INSTRUCTIONS FOR THE TASK
Locate each line in the rows below that contains the word "present", treating uppercase and lowercase as different, and copy every such line.

── ENTRIES SHOWN ──

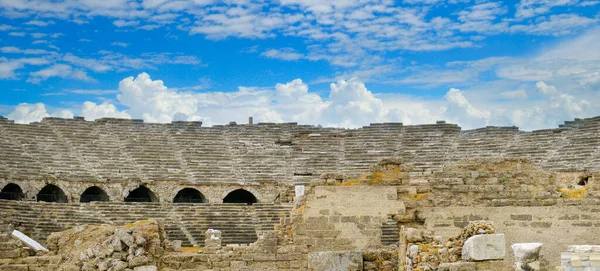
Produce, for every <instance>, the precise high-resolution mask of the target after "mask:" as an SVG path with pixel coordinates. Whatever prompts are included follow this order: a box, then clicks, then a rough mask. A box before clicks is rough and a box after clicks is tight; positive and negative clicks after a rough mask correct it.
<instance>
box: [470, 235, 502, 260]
mask: <svg viewBox="0 0 600 271" xmlns="http://www.w3.org/2000/svg"><path fill="white" fill-rule="evenodd" d="M504 246H505V242H504V234H483V235H475V236H472V237H470V238H469V239H467V241H466V242H465V244H464V246H463V250H462V259H463V260H464V261H487V260H499V259H504V256H505V254H506V251H505V248H504Z"/></svg>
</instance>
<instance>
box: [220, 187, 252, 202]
mask: <svg viewBox="0 0 600 271" xmlns="http://www.w3.org/2000/svg"><path fill="white" fill-rule="evenodd" d="M256 202H257V200H256V197H255V196H254V195H252V193H250V192H248V191H246V190H244V189H238V190H234V191H231V192H229V194H227V196H226V197H225V198H224V199H223V203H246V204H248V205H252V204H253V203H256Z"/></svg>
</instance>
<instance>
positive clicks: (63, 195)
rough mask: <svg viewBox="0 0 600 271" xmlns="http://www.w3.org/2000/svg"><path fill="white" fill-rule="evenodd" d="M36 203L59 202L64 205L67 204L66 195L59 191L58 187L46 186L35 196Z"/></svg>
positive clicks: (51, 184)
mask: <svg viewBox="0 0 600 271" xmlns="http://www.w3.org/2000/svg"><path fill="white" fill-rule="evenodd" d="M36 200H37V201H45V202H59V203H65V202H68V199H67V195H66V194H65V192H64V191H63V190H62V189H60V187H58V186H56V185H53V184H47V185H46V186H44V188H42V189H41V190H40V192H38V193H37V196H36Z"/></svg>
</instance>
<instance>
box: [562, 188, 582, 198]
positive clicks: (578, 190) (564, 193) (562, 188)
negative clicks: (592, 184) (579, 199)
mask: <svg viewBox="0 0 600 271" xmlns="http://www.w3.org/2000/svg"><path fill="white" fill-rule="evenodd" d="M585 190H586V189H585V187H579V188H572V189H569V188H567V187H563V188H560V189H559V190H558V192H560V193H561V195H560V196H561V197H562V198H567V199H582V198H584V197H585Z"/></svg>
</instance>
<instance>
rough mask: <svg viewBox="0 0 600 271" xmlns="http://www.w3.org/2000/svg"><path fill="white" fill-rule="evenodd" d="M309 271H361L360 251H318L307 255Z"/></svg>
mask: <svg viewBox="0 0 600 271" xmlns="http://www.w3.org/2000/svg"><path fill="white" fill-rule="evenodd" d="M308 270H310V271H359V270H363V256H362V252H360V251H320V252H311V253H309V254H308Z"/></svg>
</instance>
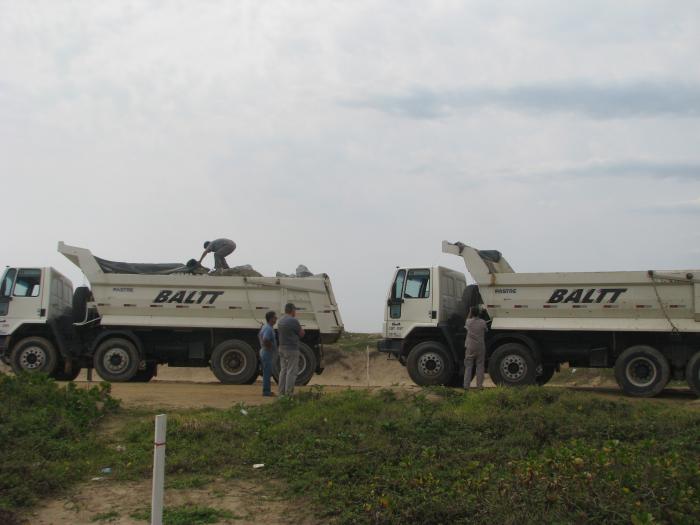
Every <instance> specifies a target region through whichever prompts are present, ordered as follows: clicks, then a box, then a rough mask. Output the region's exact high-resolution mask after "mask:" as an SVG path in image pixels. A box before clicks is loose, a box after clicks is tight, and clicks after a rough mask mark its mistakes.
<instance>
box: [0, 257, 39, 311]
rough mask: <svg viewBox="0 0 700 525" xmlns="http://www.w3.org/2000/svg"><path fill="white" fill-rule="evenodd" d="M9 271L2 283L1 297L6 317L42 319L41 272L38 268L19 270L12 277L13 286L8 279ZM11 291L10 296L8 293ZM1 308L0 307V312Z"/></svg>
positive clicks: (21, 268)
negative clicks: (4, 303)
mask: <svg viewBox="0 0 700 525" xmlns="http://www.w3.org/2000/svg"><path fill="white" fill-rule="evenodd" d="M8 274H9V270H8V272H7V273H6V274H5V278H4V279H3V283H2V295H3V300H4V301H5V309H7V310H8V311H7V314H5V315H7V317H11V318H13V319H37V318H40V317H43V316H44V315H45V312H43V311H42V307H41V300H42V282H41V275H42V272H41V270H40V269H39V268H20V269H19V270H17V273H16V276H15V277H14V284H12V285H8V286H7V287H6V284H7V283H9V282H10V279H9V278H8V277H9V276H8ZM10 289H11V295H10V294H9V293H8V291H9V290H10ZM8 306H9V308H8ZM2 308H3V307H2V306H1V305H0V311H1V309H2Z"/></svg>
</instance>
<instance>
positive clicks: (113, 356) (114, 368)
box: [93, 337, 141, 383]
mask: <svg viewBox="0 0 700 525" xmlns="http://www.w3.org/2000/svg"><path fill="white" fill-rule="evenodd" d="M93 362H94V367H95V370H97V373H98V374H100V377H101V378H102V379H104V380H105V381H111V382H114V383H123V382H126V381H130V380H131V378H132V377H134V376H135V375H136V372H138V369H139V364H140V363H141V356H140V355H139V351H138V350H137V348H136V345H135V344H134V343H132V342H131V341H129V340H128V339H125V338H123V337H111V338H109V339H107V340H106V341H102V342H101V343H100V345H99V346H98V347H97V350H95V356H94V357H93Z"/></svg>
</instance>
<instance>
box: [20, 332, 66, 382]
mask: <svg viewBox="0 0 700 525" xmlns="http://www.w3.org/2000/svg"><path fill="white" fill-rule="evenodd" d="M58 360H59V359H58V352H56V347H55V346H54V345H53V343H51V341H49V340H48V339H45V338H43V337H25V338H24V339H22V340H20V341H19V342H18V343H17V344H16V345H14V346H13V348H12V353H11V354H10V365H11V366H12V370H13V371H14V372H15V374H20V373H21V372H30V373H34V372H43V373H44V374H49V375H52V374H53V373H54V371H55V370H56V366H57V364H58Z"/></svg>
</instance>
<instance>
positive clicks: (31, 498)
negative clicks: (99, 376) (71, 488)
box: [0, 374, 118, 513]
mask: <svg viewBox="0 0 700 525" xmlns="http://www.w3.org/2000/svg"><path fill="white" fill-rule="evenodd" d="M117 404H118V403H117V401H116V400H114V399H112V398H111V397H110V395H109V385H107V384H102V385H100V386H99V387H93V388H90V389H79V388H77V387H76V386H75V385H74V384H73V383H68V384H67V385H66V386H65V387H59V386H58V385H57V384H56V383H55V382H54V381H53V380H52V379H50V378H48V377H46V376H44V375H41V374H32V375H28V374H27V375H20V376H15V375H4V374H0V443H2V461H0V511H4V512H6V513H14V512H15V511H17V510H19V509H23V508H27V507H29V506H31V505H33V504H34V503H35V502H36V501H37V500H38V499H39V498H43V497H45V496H47V495H51V494H53V493H56V492H59V491H62V490H64V489H65V488H66V487H68V486H70V485H71V484H72V483H74V482H76V481H78V480H80V479H84V477H85V476H86V474H87V473H88V472H96V471H99V467H100V454H101V453H100V451H99V447H97V446H96V443H97V439H96V436H95V432H94V428H95V424H96V423H97V422H98V421H99V420H100V419H102V418H103V417H104V416H105V415H106V414H108V413H110V412H112V411H113V410H115V409H116V407H117Z"/></svg>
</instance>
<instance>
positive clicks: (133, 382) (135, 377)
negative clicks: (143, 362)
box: [129, 361, 158, 383]
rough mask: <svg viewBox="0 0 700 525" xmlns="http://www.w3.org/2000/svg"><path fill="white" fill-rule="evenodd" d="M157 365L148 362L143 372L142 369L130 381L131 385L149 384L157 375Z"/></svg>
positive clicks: (147, 361) (143, 370)
mask: <svg viewBox="0 0 700 525" xmlns="http://www.w3.org/2000/svg"><path fill="white" fill-rule="evenodd" d="M157 366H158V365H156V364H155V363H154V362H153V361H147V362H146V366H145V367H144V368H143V370H141V369H140V368H139V369H138V370H137V371H136V373H135V374H134V376H133V377H132V378H131V379H129V382H130V383H148V382H149V381H150V380H151V379H153V376H154V375H156V368H157Z"/></svg>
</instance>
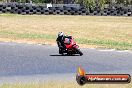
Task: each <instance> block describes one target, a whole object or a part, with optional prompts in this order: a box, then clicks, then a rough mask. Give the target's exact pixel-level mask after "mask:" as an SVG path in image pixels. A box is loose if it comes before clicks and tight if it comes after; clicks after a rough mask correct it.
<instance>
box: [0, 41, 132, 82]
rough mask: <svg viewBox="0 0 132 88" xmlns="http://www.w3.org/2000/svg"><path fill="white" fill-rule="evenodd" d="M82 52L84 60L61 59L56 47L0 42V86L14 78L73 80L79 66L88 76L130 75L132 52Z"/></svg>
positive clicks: (87, 51)
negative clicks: (0, 78)
mask: <svg viewBox="0 0 132 88" xmlns="http://www.w3.org/2000/svg"><path fill="white" fill-rule="evenodd" d="M81 50H82V52H83V53H84V55H83V56H78V55H76V56H60V55H59V54H58V48H57V47H56V46H50V45H33V44H18V43H5V42H0V78H3V79H2V80H1V82H6V81H7V80H8V78H10V77H12V78H13V77H16V78H17V76H18V77H20V76H23V77H26V78H28V77H30V78H32V77H35V76H36V75H37V76H36V78H37V77H39V78H41V79H46V78H45V76H44V75H47V77H48V75H51V77H52V78H53V77H55V76H54V75H55V74H56V75H58V76H56V77H59V75H61V76H65V77H66V74H67V75H68V74H72V75H71V76H74V75H75V76H76V72H77V68H78V67H79V66H82V67H83V68H84V69H85V70H86V72H88V73H129V74H132V52H125V51H123V52H120V51H102V50H96V49H81ZM38 75H40V76H38ZM67 77H68V76H67ZM69 77H70V76H69ZM12 78H10V80H11V79H12ZM20 78H21V77H20ZM34 79H35V78H34Z"/></svg>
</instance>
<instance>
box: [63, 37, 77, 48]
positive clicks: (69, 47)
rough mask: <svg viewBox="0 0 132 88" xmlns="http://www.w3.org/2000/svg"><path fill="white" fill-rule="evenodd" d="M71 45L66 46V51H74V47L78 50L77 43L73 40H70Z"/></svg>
mask: <svg viewBox="0 0 132 88" xmlns="http://www.w3.org/2000/svg"><path fill="white" fill-rule="evenodd" d="M70 41H71V42H70V44H65V45H66V49H72V48H73V47H74V48H78V46H77V45H76V42H75V41H73V39H71V40H70Z"/></svg>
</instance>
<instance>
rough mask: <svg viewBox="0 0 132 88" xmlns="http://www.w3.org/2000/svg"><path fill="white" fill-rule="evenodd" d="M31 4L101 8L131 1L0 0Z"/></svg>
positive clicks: (90, 7)
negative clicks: (52, 3) (99, 7)
mask: <svg viewBox="0 0 132 88" xmlns="http://www.w3.org/2000/svg"><path fill="white" fill-rule="evenodd" d="M1 1H2V2H24V3H25V2H26V3H28V2H33V3H59V4H63V3H64V2H66V1H71V2H72V3H73V2H74V4H75V3H76V4H80V5H83V6H85V7H88V8H92V7H94V6H99V7H100V8H103V7H104V6H105V5H106V4H123V5H132V0H0V2H1Z"/></svg>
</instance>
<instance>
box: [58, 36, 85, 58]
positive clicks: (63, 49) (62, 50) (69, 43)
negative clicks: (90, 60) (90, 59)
mask: <svg viewBox="0 0 132 88" xmlns="http://www.w3.org/2000/svg"><path fill="white" fill-rule="evenodd" d="M64 45H65V49H64V48H63V47H62V48H60V47H59V53H60V54H62V55H63V54H64V53H67V54H68V55H73V54H80V56H82V55H83V53H82V52H81V51H80V49H79V46H78V45H77V44H76V42H75V41H74V39H73V38H72V37H70V38H65V40H64Z"/></svg>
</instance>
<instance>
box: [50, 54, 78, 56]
mask: <svg viewBox="0 0 132 88" xmlns="http://www.w3.org/2000/svg"><path fill="white" fill-rule="evenodd" d="M49 56H80V55H68V54H64V55H60V54H54V55H49Z"/></svg>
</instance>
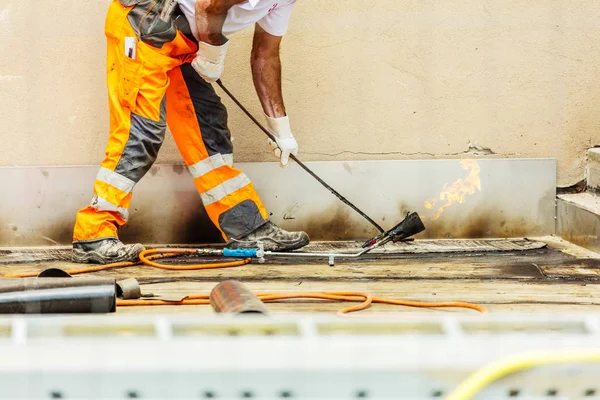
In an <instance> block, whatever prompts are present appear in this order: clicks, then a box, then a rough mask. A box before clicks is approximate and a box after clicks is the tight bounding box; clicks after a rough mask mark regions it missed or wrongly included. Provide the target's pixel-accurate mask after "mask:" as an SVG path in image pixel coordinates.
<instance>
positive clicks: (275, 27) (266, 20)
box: [179, 0, 296, 39]
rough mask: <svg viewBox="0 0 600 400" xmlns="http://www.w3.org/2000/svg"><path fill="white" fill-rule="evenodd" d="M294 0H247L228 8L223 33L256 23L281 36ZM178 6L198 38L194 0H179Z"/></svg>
mask: <svg viewBox="0 0 600 400" xmlns="http://www.w3.org/2000/svg"><path fill="white" fill-rule="evenodd" d="M295 2H296V0H248V1H245V2H243V3H240V4H236V5H234V6H233V7H231V8H230V9H229V12H228V13H227V18H226V19H225V23H224V24H223V35H225V36H227V37H229V36H230V35H231V34H233V33H235V32H239V31H241V30H243V29H245V28H247V27H249V26H253V25H254V24H255V23H258V24H259V25H260V26H261V28H263V29H264V30H265V31H267V32H268V33H270V34H271V35H273V36H283V35H284V34H285V32H286V31H287V27H288V23H289V20H290V16H291V14H292V8H293V5H294V3H295ZM179 7H180V8H181V10H182V11H183V13H184V14H185V16H186V17H187V19H188V21H190V26H191V27H192V32H193V34H194V36H195V37H196V39H198V28H197V27H196V20H195V17H196V0H179Z"/></svg>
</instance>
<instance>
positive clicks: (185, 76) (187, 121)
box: [73, 0, 268, 243]
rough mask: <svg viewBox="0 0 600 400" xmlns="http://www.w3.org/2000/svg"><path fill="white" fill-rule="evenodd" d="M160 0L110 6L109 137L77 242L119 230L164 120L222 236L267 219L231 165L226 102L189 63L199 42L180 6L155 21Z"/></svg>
mask: <svg viewBox="0 0 600 400" xmlns="http://www.w3.org/2000/svg"><path fill="white" fill-rule="evenodd" d="M124 2H125V3H126V4H132V1H131V0H127V1H124ZM133 3H135V1H134V2H133ZM155 3H156V2H148V1H146V2H144V1H140V2H139V4H135V5H133V6H124V5H123V4H121V3H120V1H119V0H113V3H112V4H111V5H110V7H109V11H108V16H107V19H106V27H105V30H106V38H107V42H108V46H107V50H108V56H107V77H108V78H107V80H108V99H109V111H110V137H109V140H108V145H107V148H106V158H105V159H104V161H102V163H101V167H100V170H99V172H98V175H97V177H96V181H95V183H94V197H93V199H92V202H91V204H90V205H89V206H87V207H85V208H83V209H81V210H80V211H79V212H78V214H77V218H76V223H75V230H74V235H73V241H74V242H79V243H82V242H83V243H85V242H94V241H98V240H101V239H106V238H117V237H118V235H117V231H118V228H119V227H121V226H123V225H125V224H126V223H127V220H128V214H129V213H128V209H129V205H130V202H131V196H132V191H133V188H134V186H135V185H136V183H137V182H139V181H140V179H142V177H143V176H144V175H145V174H146V173H147V172H148V170H149V169H150V167H151V166H152V164H153V163H154V161H155V160H156V157H157V155H158V151H159V149H160V147H161V145H162V142H163V140H164V136H165V132H166V127H167V123H168V125H169V127H170V129H171V131H172V133H173V137H174V139H175V142H176V144H177V147H178V148H179V151H180V152H181V155H182V156H183V160H184V161H185V163H186V165H187V166H188V168H189V171H190V173H191V175H192V178H193V179H194V183H195V186H196V188H197V190H198V192H199V193H200V197H201V199H202V202H203V204H204V207H205V209H206V212H207V214H208V216H209V218H210V219H211V221H212V222H213V223H214V224H215V225H216V226H217V227H218V228H219V229H220V230H221V233H222V235H223V238H224V239H225V240H228V239H231V238H238V237H242V236H244V235H245V234H247V233H249V232H251V231H252V230H254V229H256V228H257V227H259V226H261V225H262V224H264V223H265V222H266V221H267V219H268V216H267V211H266V210H265V208H264V206H263V204H262V202H261V200H260V198H259V196H258V194H257V193H256V191H255V189H254V186H253V185H252V183H251V182H250V180H249V179H248V177H247V176H246V175H245V174H244V173H243V172H242V171H240V170H238V169H236V168H234V167H233V157H232V149H233V148H232V143H231V136H230V133H229V129H228V128H227V111H226V109H225V106H224V105H223V104H222V103H221V99H220V98H219V97H218V96H217V94H216V93H215V91H214V89H213V87H212V85H210V84H209V83H207V82H206V81H204V80H203V79H202V78H201V77H200V76H199V75H198V74H197V73H196V72H195V71H194V69H193V68H192V67H191V65H190V64H189V63H190V62H191V61H192V60H193V58H194V57H195V53H196V51H197V43H195V41H194V40H193V36H191V33H189V32H190V31H189V24H188V23H187V20H186V19H185V17H184V16H183V15H182V14H181V13H180V12H176V13H175V15H173V16H172V17H171V20H170V22H169V24H170V25H169V24H167V25H165V24H164V23H163V25H165V26H163V25H159V26H158V28H157V24H156V23H155V22H156V21H157V18H158V15H157V13H158V12H160V10H152V8H153V5H154V4H155ZM177 11H178V10H177ZM159 22H160V21H159ZM149 27H150V28H149ZM157 32H158V33H157Z"/></svg>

───

EXPECTED ANSWER
Every <instance> specifies a target region through whichever prompts are present, ordered as follows: clicks, then a box, then a rough mask. Output the region's exact high-resolution mask after "mask:" as an SVG path in image pixels. A box before clicks is loose, a box after clicks is tight, and clicks after a rough mask mark its mistakes.
In an <instance> block, whatever prompts are present appear in this order: clicks, then a box, then a rough mask. A box before clicks is approximate and a box after clicks is the tight bounding box; clicks after a rough mask mark regions it missed or wrongly included. Provide the target's pixel-accurate mask after "mask:" as an SVG path in image pixel coordinates.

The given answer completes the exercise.